**ABOUT THIS TASK**: Reprint the entries without altering anything.

Segment Open

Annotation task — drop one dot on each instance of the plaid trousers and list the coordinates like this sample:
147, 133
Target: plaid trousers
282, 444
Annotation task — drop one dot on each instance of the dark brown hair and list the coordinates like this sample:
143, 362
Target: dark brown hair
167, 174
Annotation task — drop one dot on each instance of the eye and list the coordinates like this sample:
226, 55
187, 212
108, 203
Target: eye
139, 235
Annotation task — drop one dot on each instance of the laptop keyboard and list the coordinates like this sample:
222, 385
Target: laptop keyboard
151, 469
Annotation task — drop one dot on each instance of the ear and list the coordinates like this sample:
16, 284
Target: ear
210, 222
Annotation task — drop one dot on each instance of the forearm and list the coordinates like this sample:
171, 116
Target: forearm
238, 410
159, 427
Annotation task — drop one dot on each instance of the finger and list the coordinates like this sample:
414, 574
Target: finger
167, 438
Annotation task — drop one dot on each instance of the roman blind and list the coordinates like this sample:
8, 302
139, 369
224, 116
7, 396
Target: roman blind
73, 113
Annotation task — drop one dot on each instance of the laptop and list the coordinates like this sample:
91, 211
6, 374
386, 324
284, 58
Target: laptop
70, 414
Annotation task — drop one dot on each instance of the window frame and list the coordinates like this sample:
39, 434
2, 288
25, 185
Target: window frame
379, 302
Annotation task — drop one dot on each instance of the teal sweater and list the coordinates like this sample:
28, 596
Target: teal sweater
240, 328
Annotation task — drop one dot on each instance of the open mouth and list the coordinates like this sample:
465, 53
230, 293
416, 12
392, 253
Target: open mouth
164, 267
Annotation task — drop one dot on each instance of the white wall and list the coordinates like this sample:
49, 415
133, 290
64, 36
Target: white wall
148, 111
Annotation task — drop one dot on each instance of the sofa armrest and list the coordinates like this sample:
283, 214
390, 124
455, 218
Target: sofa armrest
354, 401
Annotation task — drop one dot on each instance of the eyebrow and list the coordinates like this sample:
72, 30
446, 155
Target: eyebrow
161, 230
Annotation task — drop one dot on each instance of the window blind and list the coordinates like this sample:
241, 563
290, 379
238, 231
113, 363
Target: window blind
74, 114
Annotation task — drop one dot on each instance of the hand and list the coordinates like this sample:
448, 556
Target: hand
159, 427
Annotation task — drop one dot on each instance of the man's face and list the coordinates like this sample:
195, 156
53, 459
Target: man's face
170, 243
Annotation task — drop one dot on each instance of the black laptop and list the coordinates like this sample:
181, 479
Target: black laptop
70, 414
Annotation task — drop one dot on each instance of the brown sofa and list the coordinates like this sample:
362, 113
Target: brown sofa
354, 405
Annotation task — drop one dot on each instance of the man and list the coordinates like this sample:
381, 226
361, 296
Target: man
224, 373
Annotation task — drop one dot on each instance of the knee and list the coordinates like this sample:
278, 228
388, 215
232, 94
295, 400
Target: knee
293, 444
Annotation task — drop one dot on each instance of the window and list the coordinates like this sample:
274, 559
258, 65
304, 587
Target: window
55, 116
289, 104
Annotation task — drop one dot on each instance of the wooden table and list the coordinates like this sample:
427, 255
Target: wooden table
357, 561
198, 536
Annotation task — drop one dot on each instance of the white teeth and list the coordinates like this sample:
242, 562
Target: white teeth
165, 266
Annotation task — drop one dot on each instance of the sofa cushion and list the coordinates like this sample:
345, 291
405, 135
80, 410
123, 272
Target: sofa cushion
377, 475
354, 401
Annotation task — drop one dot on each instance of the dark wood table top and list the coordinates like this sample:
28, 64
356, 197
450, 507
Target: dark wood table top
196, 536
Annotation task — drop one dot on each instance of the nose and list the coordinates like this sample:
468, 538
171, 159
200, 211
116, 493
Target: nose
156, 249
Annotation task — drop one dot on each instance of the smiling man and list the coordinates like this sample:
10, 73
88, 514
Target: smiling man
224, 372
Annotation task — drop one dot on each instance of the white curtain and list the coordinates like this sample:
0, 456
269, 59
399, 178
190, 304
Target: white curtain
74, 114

Segment Closed

**WRITTEN RESPONSE**:
Annotation task — drop one dot on each instance of the plaid trousers and list the coordinates like this sample:
147, 133
Target: plaid trousers
282, 444
Annotation task — drop one dot on each instance of the dark brown hair and list the coordinates like this sample:
143, 362
Target: dark brown hair
167, 174
Annotation task — drop one dot on each instance of the eye and list the coordinates like this sample:
226, 55
187, 212
108, 203
Target: eye
139, 235
Annotation task — drop one dot on each instance of the laptop keyboard and list the coordinates like this sample:
222, 385
Target: laptop keyboard
151, 469
Annotation task — drop one dot on each instance of the ear and list the coordinates like this sample:
16, 284
Target: ear
210, 222
Annotation task — drop one dot on each instance of the forearm and list the coordinates like this sample:
171, 116
Target: forearm
238, 410
159, 427
Annotation task — drop one dot on each instance of the finger and list the coordinates like this sample:
414, 574
Target: finger
167, 438
Annotation task — drop one dot on each instance of the roman blind and list the coordinates like this sample:
8, 302
139, 369
224, 116
7, 396
Target: roman blind
73, 113
Annotation task — drop one dot on each instance of the laptop and list the coordinates like this sample:
91, 211
6, 374
386, 324
284, 58
Target: laptop
70, 414
Annotation task — drop one dot on each instance of the window frame and list the coordinates like this sample:
39, 434
2, 288
25, 185
Target: window frame
379, 302
Annotation task — drop one dot on each instance of the teal sweater and list the coordinates like this sample:
28, 596
Target: teal sweater
240, 328
Annotation task — drop one dot on each instance of the open mouth and list the coordinates like this sample:
465, 53
230, 293
416, 12
392, 253
Target: open mouth
164, 267
Annotation task — drop one dot on each instance of the white wall and list the coordinates like this sample:
49, 415
133, 290
64, 36
Target: white wall
148, 111
Annotation task — drop one dot on each instance of the sofa armrest and list the coordinates like this sample:
283, 214
390, 124
455, 218
Target: sofa armrest
354, 401
Annotation task — drop one dot on each instance of the eyebrow and list the coordinates like this sample:
72, 30
446, 155
Target: eyebrow
161, 230
Annotation task — drop one dot on each instance of the window blind and list the coordinates like this sample:
241, 563
290, 379
238, 231
113, 363
Target: window blind
74, 114
Annotation task — drop one dot on each instance of the hand and list the coordinates like this sample:
448, 556
Target: hand
159, 427
Annotation task — drop one dot on each instance of the man's face and list the coordinates like this sample:
195, 156
53, 459
Target: man's face
170, 243
Annotation task — drop one dot on each instance of the black laptop and list the coordinates like this sample:
181, 479
Target: black laptop
70, 414
Annotation task — drop one dot on each instance of the brown sofa and list the coordinates like this sample:
362, 113
Target: brown sofa
354, 405
Annotation task — drop one dot on each instance of the man and list the coordinates like this sample:
381, 226
361, 296
Target: man
224, 373
Annotation task — drop one dot on each instance of the knee and list the coordinates like this sample:
278, 228
388, 215
232, 94
295, 400
Target: knee
293, 444
Annotation task — drop one dot on each instance of the window and list the coordinates like this sample:
274, 559
258, 65
304, 587
Target: window
55, 116
289, 104
Annotation task — drop one dot on each instance of the wooden table and list the coordinates like this sample:
427, 255
Target: wooden table
357, 561
198, 536
Annotation task — drop one dot on each instance of the white teeth and list the coordinates like this sample:
242, 562
Target: white teeth
165, 266
Annotation task — drop one dot on each instance of the sofa cushion and list the coordinates like this sample:
345, 291
405, 135
80, 410
123, 272
Target: sofa cushion
377, 475
354, 401
Annotation task — drop one dot on each instance of the dark wood table top and list the coordinates like this sample:
28, 64
356, 197
450, 507
Target: dark wood table top
196, 536
Annotation task — drop one dot on each instance of the nose and list the coordinates like this sample:
468, 538
171, 159
200, 211
116, 493
Target: nose
156, 249
Annotation task — drop one dot on each instance of the smiling man and list the coordinates like this sample:
10, 73
88, 514
Target: smiling man
224, 372
Annotation task — drop one dot on each instance of the white curtain and list the coordinates like this sample:
0, 456
269, 59
399, 178
190, 304
Target: white curtain
74, 114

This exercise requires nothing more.